> _Dataset extract_
————

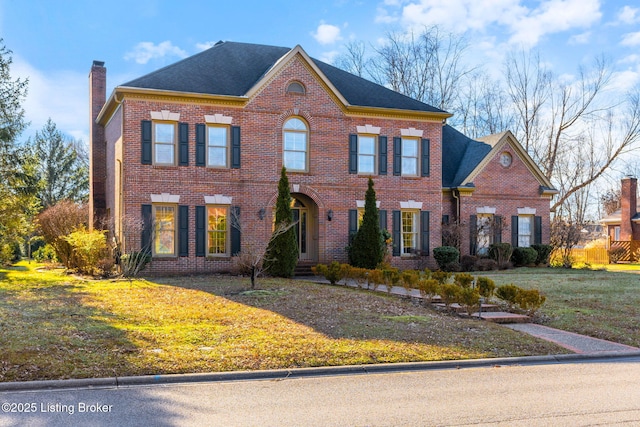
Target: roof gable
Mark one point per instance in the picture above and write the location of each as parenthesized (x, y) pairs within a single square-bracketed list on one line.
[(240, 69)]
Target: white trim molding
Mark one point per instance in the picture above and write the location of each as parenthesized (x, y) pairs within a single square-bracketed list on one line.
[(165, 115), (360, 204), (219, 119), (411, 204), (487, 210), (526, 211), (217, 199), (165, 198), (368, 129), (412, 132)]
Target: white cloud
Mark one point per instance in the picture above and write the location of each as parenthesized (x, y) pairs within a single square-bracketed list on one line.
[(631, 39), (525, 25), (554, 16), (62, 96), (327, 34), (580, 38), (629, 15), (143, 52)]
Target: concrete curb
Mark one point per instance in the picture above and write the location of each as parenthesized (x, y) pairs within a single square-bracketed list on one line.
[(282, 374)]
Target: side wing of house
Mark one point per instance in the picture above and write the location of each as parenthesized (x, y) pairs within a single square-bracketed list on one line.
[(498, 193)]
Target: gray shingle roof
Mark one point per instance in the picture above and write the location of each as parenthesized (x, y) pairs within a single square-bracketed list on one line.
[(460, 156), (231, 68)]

————

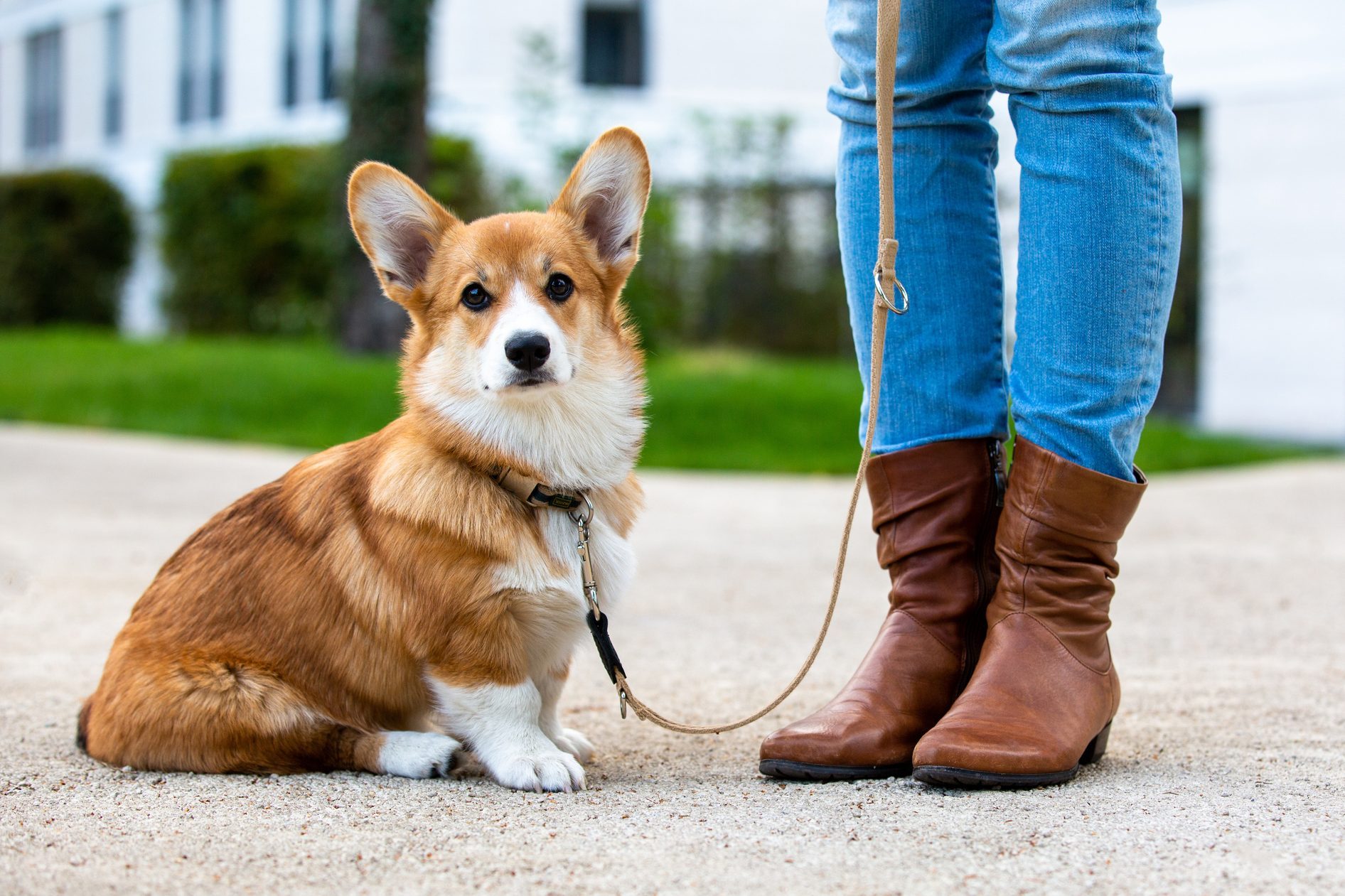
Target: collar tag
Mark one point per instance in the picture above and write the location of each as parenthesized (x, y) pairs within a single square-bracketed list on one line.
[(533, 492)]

————

> _Written exercise_
Starting with the line that contains "Target: white trim molding" and going on through the line that contains "[(498, 193)]", write out every line of the material again, requests included, and add -45 to each x and y coordinate in the answers.

> _Answer to this problem_
Target: white trim molding
Mark one point per instance in the picture above and write the location of each as parenthesized (x, y) pairs within a single square-bracketed list on one line.
[(120, 70), (315, 159), (174, 74), (366, 159), (442, 165), (481, 166), (172, 154), (120, 153), (323, 84), (367, 87)]
Target: white cloud
Mark one point per instance in the picture above and write the location of each as parenthesized (x, y) pairs within a single square-bracketed list on one line.
[(586, -6), (480, -20), (509, -29), (17, 51), (282, -11), (535, -7), (584, -30), (98, 7)]
Target: concrete curb
Mark one point per instance in the picture above and write the location of each as parenthesized (x, y) pairs within a single square-bracketed list on one line.
[(237, 329)]
Target: side wing of house
Mark one point per instance in the picture above and write the location of each as parenthesized (x, y) pairs within a single square-bracketed list on one line.
[(453, 148)]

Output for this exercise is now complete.